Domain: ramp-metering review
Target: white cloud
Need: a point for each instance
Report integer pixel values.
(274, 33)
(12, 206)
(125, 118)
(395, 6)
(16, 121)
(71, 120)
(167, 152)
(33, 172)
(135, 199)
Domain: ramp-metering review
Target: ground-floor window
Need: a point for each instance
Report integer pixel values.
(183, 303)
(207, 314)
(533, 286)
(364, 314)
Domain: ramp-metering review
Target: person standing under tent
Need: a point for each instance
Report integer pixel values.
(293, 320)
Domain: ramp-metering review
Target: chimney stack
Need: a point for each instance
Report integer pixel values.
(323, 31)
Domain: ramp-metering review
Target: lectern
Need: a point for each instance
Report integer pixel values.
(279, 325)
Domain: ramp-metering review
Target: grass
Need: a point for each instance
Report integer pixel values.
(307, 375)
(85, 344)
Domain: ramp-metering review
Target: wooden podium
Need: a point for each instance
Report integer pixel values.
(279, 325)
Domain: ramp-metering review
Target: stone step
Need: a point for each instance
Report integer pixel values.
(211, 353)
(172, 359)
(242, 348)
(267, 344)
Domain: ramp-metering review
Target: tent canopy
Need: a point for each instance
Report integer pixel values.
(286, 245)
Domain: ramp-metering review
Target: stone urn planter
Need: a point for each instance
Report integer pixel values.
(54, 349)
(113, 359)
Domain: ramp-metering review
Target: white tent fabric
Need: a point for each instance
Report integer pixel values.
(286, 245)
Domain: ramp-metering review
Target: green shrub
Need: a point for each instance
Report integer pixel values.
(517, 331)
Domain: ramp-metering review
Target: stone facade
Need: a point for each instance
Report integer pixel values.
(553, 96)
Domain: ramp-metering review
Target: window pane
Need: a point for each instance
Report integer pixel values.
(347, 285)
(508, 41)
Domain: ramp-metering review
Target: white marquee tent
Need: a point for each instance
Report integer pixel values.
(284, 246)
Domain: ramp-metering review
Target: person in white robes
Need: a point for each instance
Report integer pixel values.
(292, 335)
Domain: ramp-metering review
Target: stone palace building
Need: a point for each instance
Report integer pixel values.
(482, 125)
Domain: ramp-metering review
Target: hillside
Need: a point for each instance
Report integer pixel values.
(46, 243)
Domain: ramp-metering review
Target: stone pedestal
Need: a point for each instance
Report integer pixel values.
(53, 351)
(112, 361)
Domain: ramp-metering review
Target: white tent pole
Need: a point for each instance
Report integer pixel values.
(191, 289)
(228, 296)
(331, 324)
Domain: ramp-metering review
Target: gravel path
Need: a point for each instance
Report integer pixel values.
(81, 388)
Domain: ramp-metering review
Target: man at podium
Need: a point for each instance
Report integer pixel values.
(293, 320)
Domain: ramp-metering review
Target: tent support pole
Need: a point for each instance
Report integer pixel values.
__________
### To be done
Identify each line above that contains the word "white", matching case exactly, and copy those lines in full.

### Final answer
Target: white cloud
Target: white tent fabric
Target: white marquee tent
Target: person in white robes
Target: white tent pole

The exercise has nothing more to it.